# Work required:
From the first line of the entries through the line containing "box: [109, 116, 166, 151]", output everything exactly except the pictures.

# Information supplied:
★ ★ ★ ★ ★ ★ ★

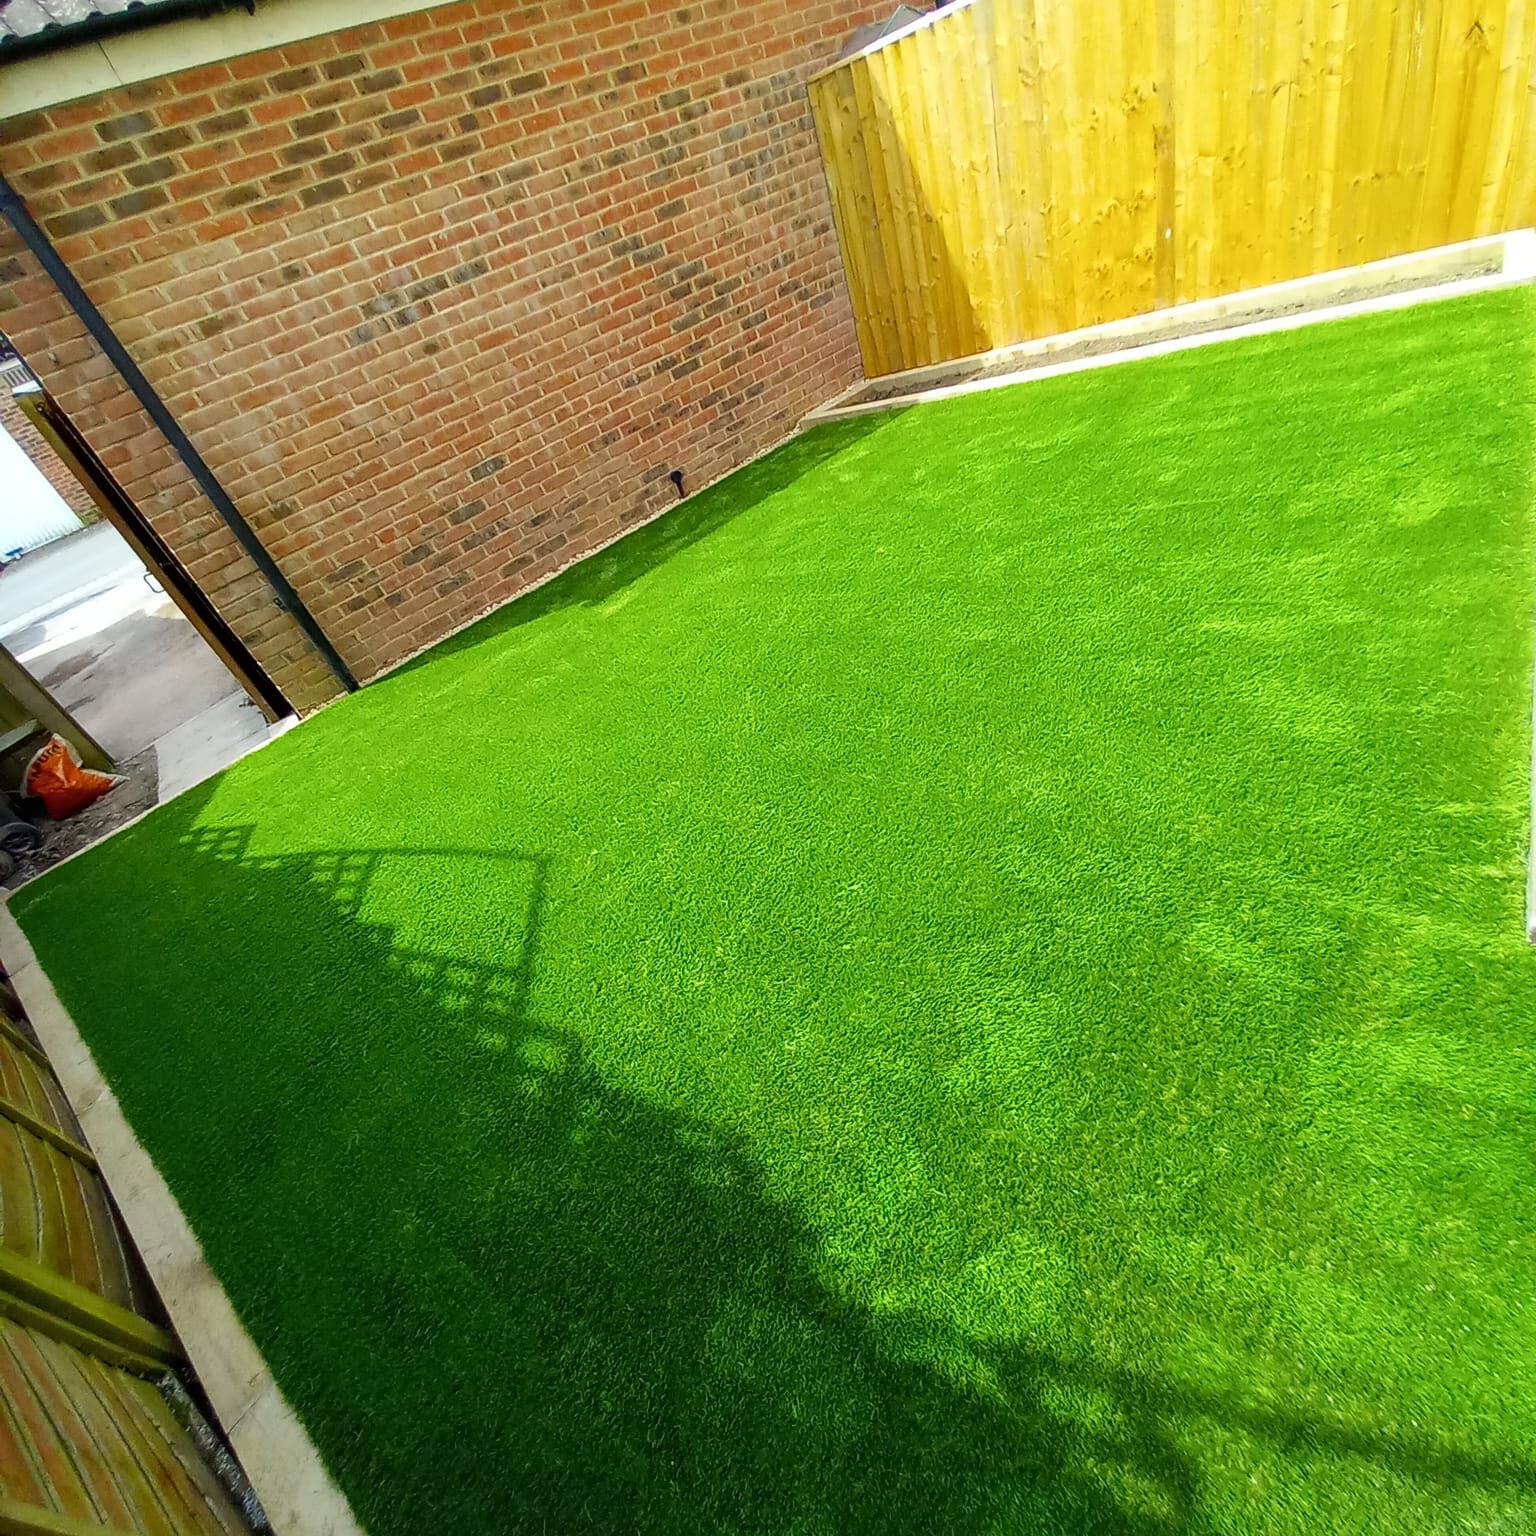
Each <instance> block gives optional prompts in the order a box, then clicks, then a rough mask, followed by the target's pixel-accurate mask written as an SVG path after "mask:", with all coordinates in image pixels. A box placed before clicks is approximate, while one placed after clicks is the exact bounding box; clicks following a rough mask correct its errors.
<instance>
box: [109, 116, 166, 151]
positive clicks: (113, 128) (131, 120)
mask: <svg viewBox="0 0 1536 1536" xmlns="http://www.w3.org/2000/svg"><path fill="white" fill-rule="evenodd" d="M155 126H157V124H155V120H154V118H152V117H151V115H149V114H147V112H124V114H123V115H121V117H114V118H108V120H106V121H104V123H98V124H97V134H98V135H100V137H101V138H104V140H106V141H108V143H109V144H115V143H117V141H118V140H123V138H134V137H137V135H138V134H147V132H149V131H151V129H152V127H155Z"/></svg>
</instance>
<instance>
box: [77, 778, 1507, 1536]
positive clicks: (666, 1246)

★ ★ ★ ★ ★ ★ ★

# Solution:
Each <instance> block gives optional prompts in the order a box, then clicks, then a rough mask, followed by the target's pixel-accurate mask written as an SVG path after "mask:", with all coordinates in image pixels. A box placed before clicks is approximate, while one placed after clicks is the exact bounding box; clicks following a rough mask correct its errors.
<instance>
box: [109, 116, 166, 151]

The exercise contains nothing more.